Do this:
From the rows below, pull out every line that contains the string "Identify". Case counts.

Dataset content:

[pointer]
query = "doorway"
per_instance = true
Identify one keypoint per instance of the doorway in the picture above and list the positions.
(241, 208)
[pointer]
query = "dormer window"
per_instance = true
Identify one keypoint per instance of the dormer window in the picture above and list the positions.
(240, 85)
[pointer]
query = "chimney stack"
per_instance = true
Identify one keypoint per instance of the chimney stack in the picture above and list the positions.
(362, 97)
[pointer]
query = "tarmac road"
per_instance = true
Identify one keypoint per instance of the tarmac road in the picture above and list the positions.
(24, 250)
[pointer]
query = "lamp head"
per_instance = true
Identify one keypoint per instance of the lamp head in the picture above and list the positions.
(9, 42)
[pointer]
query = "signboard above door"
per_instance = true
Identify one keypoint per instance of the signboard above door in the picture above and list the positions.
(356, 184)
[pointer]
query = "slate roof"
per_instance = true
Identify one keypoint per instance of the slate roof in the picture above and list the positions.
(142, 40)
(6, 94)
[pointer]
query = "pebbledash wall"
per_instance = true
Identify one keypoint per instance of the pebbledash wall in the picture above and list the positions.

Answer:
Identify one keypoint per instance of the doorway in the picture above and list the positions.
Identify one keypoint per instance of the dormer window in the picture above and list the positions.
Identify one keypoint per instance of the chimney stack in the picture above and list the positions.
Identify one keypoint per instance of the tarmac road in the picture above and list the positions.
Identify one keypoint per instance of the lamp head in the picture above and list the positions.
Identify one keypoint per instance of the signboard above door in the picture above and list the positions.
Identify one keypoint per instance of the slate roof in the picture above and list the positions.
Identify one keypoint per instance of the pebbledash wall in the picture above and list the positions.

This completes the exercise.